# Favorite Movie Duos



## Pyotr (Feb 26, 2013)

What is your favorite movie duo?

They must have made at least seven movies together so that leaves out such luminaries as William Shatner/Leonard Nimoy (six) , Mel Gibson/Danny Glover (four) and many others, including all in the 21st century. I'm sure I missed some so there's the "other" option. Feel free to offer more duos that I missed even if they are not your favorites. Remember though, they must have appeared in seven or more together.


----------



## GreenMamba (Oct 14, 2012)

Forgot Woody and Mia.

Regardless, I like Lemmon and Matthau.


----------



## Antiquarian (Apr 29, 2014)

Myrna Loy and William Powell in the Thin Man series. They had good chemistry.


----------



## Pyotr (Feb 26, 2013)

GreenMamba said:


> Forgot Woody and Mia.
> 
> .....


Sorry, those two didn't make the cut. They only appeared in six movies together, but Woody Allen directed another six with her in.

There is hope, they are still both alive.

Starring Woody Allen & Mia Farrow
Zelig
Broadway Danny Rose
Hannah and Her Sisters
Crimes and Misdemeanors
Shadows and Fog
Husbands and Wives

Woody Allen only directed
The Purple Rose of Cairo 
Radio Days
September
Another Woman
New York Stories
Widows' Peak

----------------------------


----------



## GreenMamba (Oct 14, 2012)

====

Short problem 1 :: Decide whether each statement agrees with the movie duos thread above: (a) a duo must have made at least seven movies together to qualify; (b) William Shatner and Leonard Nimoy meet that requirement; (c) Woody Allen and Mia Farrow appeared in six movies together. For each, answer yes or no and quote the words of the thread that decide it.
Short problem 2 :: Reproduce everything in the movie duos thread from "What is your" down to "or more together.".

Supplied material ::
====

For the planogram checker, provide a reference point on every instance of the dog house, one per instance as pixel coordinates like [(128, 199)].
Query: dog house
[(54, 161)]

====

Solution 1 ::
(a) Yes: "They must have made at least seven movies together"
(b) No: "that leaves out such luminaries as William Shatner/Leonard Nimoy (six)"
(c) Yes: "They only appeared in six movies together"

Solution 2 ::
What is your favorite movie duo?

They must have made at least seven movies together so that leaves out such luminaries as William Shatner/Leonard Nimoy (six) , Mel Gibson/Danny Glover (four) and many others, including all in the 21st century. I'm sure I missed some so there's the "other" option. Feel free to offer more duos that I missed even if they are not your favorites. Remember though, they must have appeared in seven or more together.